Stored data:

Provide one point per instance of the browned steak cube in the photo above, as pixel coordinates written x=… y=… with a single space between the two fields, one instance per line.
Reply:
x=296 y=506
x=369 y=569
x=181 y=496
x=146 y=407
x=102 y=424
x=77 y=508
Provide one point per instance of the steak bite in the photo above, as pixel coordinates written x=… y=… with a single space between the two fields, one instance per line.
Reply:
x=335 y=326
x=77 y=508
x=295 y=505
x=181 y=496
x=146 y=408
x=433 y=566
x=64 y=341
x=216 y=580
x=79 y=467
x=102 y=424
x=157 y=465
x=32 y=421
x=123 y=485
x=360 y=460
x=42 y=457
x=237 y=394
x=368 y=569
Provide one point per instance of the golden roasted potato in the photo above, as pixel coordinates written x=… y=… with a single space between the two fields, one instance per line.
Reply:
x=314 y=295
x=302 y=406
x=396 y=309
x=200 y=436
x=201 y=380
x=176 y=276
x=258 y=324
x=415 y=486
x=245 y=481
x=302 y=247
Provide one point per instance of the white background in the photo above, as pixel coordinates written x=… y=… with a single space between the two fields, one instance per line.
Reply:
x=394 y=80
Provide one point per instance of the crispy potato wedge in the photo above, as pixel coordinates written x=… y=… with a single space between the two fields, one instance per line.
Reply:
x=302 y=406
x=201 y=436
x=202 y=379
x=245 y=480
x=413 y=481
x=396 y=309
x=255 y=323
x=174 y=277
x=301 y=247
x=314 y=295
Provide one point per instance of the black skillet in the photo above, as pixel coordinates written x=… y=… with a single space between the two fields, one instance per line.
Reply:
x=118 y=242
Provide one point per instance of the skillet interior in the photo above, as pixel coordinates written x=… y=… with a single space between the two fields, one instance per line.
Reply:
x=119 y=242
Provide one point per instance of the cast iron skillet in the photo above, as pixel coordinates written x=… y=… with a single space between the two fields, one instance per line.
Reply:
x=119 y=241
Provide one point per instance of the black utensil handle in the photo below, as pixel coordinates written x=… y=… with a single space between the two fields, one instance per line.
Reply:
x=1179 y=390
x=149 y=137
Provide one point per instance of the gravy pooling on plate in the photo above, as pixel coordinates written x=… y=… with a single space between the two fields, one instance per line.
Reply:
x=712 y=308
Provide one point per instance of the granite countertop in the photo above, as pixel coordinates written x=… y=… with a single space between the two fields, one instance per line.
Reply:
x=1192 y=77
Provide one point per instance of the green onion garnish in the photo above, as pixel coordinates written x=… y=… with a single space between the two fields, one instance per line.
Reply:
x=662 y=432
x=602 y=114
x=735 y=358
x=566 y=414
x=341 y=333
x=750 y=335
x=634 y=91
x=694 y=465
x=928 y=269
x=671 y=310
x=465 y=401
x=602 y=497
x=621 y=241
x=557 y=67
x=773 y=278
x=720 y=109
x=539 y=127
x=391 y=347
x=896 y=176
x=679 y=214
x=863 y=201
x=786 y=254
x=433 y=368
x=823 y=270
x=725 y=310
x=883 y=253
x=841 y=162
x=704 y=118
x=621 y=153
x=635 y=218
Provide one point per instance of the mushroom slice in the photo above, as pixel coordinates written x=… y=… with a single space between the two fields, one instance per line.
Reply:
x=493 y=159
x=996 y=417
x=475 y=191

What is required: Pull out every line in the data above that has the word "black".

Exercise answer:
Provide one point per instance of the black skillet in the photo above, as pixel coordinates written x=… y=… with a single space between the two fields, one instance per line.
Provide one point per instance of the black utensil handle in the photo below, as pixel coordinates written x=… y=… with a single space between the two fields, one instance per line.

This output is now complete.